What you have to do:
Scan the data below for lines holding the word "tree", and copy each line found.

Top of Exercise material

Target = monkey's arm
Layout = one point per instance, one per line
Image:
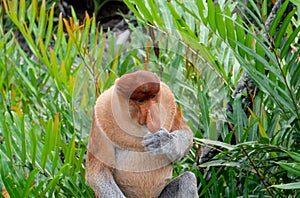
(101, 180)
(173, 144)
(100, 159)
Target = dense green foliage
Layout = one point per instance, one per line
(49, 88)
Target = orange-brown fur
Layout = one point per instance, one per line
(137, 173)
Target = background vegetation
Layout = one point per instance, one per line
(53, 67)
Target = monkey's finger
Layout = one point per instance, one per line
(150, 142)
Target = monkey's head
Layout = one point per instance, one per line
(141, 89)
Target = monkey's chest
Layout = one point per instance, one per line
(140, 174)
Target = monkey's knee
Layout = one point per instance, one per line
(184, 185)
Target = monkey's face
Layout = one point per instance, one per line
(142, 92)
(145, 111)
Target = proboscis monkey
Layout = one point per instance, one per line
(136, 135)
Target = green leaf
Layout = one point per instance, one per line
(211, 15)
(283, 28)
(294, 155)
(293, 168)
(220, 163)
(238, 117)
(46, 149)
(288, 186)
(230, 28)
(42, 20)
(288, 43)
(240, 34)
(277, 18)
(220, 22)
(201, 9)
(215, 143)
(30, 182)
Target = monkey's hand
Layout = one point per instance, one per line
(173, 145)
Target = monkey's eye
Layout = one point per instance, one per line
(141, 100)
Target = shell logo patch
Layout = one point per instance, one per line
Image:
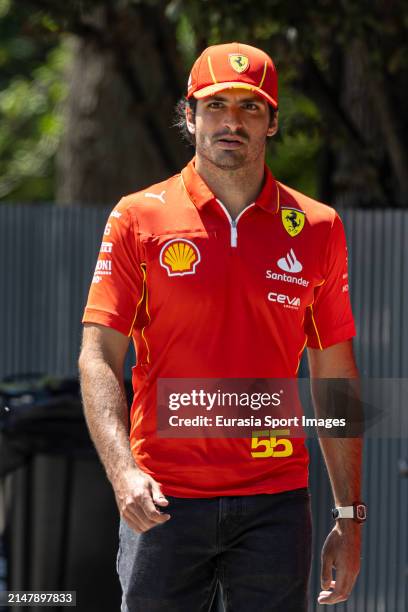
(238, 62)
(180, 256)
(293, 220)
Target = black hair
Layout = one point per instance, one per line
(180, 118)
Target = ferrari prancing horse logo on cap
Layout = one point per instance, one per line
(293, 220)
(238, 62)
(179, 256)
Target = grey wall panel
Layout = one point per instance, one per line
(47, 256)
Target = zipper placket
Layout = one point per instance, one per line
(233, 222)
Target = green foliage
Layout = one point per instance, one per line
(301, 36)
(32, 63)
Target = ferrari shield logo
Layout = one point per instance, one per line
(293, 220)
(238, 62)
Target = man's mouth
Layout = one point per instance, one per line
(230, 142)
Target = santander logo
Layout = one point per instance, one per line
(290, 263)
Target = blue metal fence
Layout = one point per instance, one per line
(47, 256)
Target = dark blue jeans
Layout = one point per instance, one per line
(258, 547)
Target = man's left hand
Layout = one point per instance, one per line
(341, 551)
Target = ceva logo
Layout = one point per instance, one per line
(285, 300)
(290, 263)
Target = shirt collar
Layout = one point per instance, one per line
(200, 194)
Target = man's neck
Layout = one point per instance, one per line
(236, 189)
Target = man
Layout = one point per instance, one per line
(220, 272)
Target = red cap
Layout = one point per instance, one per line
(234, 65)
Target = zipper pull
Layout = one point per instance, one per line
(234, 233)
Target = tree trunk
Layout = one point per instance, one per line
(124, 82)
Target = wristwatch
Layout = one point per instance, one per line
(357, 512)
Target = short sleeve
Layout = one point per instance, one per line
(117, 286)
(329, 319)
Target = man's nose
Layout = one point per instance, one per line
(232, 118)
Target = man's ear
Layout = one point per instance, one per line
(274, 126)
(189, 120)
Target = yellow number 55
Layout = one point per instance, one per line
(272, 446)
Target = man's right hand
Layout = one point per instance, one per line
(136, 495)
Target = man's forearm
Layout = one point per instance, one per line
(343, 458)
(106, 414)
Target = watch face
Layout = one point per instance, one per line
(361, 512)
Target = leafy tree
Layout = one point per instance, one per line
(32, 87)
(343, 69)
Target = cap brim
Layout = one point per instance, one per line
(210, 90)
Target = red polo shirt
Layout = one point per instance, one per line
(205, 296)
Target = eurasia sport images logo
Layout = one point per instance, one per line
(179, 257)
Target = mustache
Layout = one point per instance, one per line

Bottom of Exercise material

Final answer:
Target = tree trunk
Target = leafy tree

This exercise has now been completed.